# Document text
I asked ASH if any member of the acting profession cared about this mole hill of an issue but, alas, supportive thespians can't take the heat and are too scared to speak out in public. I'm sure there's thousands of them cheering ASH on private though.
The beauty about this little battle is that ASH's Cardiff division has to take on their traditional friend and ally, the BBC. England's smoking ban allows smoking for theatrical purpose. Wales's does not. This has caused some problems for the BBC, such as having to redirect entire film crews from Cardiff to London. And so the Beeb wants an exemption along the English model, as does the rest of the Welsh TV and film industry.
ASH Wales will not be moved. The state-funded fake charity is battling over this trivial rule like Bloody Mary battled over Calais and, with the sweetest of ironies, has accused the BBC of bias.
It gets even better when you look at ASH's arguments for not allowing an exemption. Dick Puddlecote has had a lot of fun over the last year with ASH CEO Deborah Arnott's classic comment about the slippery slope AKA the "domino theory"—that once campaigners start on one industry, they soon move onto other industries. There is almost daily evidence that this is what happens—look at tobacco, alcohol, fizzy drinks and food—but ASH flatly dismiss such arguments as scare-mongering:
...the “domino theory” i.e. that once a measure has been applied to tobacco it will be applied to other products is patently false.

# Items listed in a dataset
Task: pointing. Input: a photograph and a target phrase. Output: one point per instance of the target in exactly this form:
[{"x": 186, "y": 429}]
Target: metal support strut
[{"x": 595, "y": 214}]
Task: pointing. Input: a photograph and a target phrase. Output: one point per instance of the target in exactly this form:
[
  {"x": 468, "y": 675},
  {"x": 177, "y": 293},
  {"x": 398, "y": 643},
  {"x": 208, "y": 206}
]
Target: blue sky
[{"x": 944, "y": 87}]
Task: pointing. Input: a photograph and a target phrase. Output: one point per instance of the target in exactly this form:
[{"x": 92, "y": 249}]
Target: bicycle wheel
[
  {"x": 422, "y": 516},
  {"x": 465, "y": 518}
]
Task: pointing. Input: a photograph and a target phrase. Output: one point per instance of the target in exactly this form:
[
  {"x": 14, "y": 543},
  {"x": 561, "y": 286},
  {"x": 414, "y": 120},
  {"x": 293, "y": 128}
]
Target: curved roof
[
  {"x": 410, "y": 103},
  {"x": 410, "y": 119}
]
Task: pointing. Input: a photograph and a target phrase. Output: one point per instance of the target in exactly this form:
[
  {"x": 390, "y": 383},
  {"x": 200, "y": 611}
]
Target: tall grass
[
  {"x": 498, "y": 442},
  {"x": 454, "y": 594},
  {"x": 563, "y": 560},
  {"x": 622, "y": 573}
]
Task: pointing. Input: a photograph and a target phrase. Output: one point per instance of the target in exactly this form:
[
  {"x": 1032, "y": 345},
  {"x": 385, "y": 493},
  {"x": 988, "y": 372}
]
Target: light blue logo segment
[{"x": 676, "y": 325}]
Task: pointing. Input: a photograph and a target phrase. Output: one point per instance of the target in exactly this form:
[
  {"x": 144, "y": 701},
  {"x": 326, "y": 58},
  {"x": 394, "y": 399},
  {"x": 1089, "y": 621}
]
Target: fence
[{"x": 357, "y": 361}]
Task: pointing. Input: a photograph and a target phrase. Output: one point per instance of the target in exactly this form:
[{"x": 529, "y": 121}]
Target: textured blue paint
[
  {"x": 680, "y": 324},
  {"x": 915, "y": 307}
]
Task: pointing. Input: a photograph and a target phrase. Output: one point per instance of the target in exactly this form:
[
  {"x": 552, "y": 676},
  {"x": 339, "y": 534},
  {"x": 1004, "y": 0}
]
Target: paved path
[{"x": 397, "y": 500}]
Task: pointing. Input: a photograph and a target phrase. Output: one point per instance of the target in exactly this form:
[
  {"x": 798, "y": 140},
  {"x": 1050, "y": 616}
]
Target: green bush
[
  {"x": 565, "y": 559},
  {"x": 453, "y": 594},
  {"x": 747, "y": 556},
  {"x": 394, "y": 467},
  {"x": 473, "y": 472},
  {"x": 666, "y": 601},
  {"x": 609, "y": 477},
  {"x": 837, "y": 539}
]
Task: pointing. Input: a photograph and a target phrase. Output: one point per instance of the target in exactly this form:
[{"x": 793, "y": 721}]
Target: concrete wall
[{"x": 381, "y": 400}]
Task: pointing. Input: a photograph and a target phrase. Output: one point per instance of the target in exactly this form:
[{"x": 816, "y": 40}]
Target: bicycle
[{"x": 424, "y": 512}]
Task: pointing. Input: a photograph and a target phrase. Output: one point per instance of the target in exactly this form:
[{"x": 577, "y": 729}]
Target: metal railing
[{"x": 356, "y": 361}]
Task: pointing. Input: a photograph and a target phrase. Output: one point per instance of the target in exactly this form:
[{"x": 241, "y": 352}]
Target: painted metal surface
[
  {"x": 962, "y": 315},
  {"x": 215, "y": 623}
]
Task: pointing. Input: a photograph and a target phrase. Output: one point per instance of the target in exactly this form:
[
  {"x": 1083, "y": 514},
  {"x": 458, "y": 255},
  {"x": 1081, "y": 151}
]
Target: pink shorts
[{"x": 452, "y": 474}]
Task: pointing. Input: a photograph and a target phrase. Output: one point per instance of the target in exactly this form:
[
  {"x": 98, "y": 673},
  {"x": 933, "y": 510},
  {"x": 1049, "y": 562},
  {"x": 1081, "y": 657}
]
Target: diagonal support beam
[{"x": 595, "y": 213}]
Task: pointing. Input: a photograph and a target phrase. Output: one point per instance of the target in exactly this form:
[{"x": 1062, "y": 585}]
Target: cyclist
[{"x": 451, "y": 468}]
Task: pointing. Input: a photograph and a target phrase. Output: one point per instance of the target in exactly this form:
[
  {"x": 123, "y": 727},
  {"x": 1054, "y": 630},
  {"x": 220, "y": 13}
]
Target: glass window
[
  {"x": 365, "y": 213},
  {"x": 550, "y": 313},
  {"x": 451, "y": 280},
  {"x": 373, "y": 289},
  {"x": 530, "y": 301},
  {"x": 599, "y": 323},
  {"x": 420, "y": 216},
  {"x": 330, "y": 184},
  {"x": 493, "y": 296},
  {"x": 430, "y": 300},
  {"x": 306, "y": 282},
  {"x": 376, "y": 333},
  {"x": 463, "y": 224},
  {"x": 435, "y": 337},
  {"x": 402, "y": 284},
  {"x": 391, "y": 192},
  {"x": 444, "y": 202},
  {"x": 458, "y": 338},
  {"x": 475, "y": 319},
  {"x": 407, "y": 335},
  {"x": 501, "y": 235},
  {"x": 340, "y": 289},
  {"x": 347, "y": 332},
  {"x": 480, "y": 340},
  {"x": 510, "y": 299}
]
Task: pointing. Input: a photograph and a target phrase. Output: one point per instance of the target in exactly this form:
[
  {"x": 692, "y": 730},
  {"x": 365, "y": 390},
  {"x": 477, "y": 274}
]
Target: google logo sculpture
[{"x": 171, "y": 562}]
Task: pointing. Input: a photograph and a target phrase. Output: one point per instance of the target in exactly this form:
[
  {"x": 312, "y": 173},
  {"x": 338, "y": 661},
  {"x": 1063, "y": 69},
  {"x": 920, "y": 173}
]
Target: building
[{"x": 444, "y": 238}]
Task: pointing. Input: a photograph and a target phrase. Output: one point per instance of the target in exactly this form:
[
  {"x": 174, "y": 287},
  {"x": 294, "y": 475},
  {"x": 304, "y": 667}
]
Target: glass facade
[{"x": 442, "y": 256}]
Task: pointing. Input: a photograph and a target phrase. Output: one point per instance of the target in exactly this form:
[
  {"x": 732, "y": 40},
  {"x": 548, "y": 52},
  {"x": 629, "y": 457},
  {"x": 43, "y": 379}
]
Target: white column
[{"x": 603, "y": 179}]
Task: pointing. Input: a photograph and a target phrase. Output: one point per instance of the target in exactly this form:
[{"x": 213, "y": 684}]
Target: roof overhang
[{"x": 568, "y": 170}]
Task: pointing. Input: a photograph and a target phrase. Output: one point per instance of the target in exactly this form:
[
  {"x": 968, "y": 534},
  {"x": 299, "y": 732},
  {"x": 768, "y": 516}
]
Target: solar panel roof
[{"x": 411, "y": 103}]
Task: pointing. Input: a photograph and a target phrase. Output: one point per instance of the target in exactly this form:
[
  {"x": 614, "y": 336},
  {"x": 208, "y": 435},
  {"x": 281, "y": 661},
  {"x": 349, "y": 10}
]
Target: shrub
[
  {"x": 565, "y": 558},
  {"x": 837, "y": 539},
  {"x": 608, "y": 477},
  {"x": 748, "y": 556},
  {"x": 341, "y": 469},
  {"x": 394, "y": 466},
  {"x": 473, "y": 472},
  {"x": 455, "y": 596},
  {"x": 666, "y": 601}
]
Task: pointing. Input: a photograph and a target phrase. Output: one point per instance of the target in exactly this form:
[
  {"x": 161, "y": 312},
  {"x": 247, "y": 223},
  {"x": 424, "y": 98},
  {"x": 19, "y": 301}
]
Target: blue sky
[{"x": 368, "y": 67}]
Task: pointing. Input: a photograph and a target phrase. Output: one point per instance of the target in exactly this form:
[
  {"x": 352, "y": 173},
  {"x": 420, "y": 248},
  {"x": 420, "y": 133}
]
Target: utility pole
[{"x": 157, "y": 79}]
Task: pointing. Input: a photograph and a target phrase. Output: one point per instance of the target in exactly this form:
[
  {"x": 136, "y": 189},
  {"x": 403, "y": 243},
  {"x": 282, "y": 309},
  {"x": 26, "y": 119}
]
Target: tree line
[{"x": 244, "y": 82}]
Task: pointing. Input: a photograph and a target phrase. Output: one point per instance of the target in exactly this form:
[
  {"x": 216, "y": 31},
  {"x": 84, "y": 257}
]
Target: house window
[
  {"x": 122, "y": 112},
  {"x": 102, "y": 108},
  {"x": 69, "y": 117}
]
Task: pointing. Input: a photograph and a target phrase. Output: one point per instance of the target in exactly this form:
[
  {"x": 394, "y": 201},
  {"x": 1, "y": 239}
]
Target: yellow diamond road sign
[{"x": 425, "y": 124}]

# What you need to do
Please say which country's smoking ban, according to the smoking ban text above, allows smoking for theatrical purposes.

# Correct answer
England's smoking ban.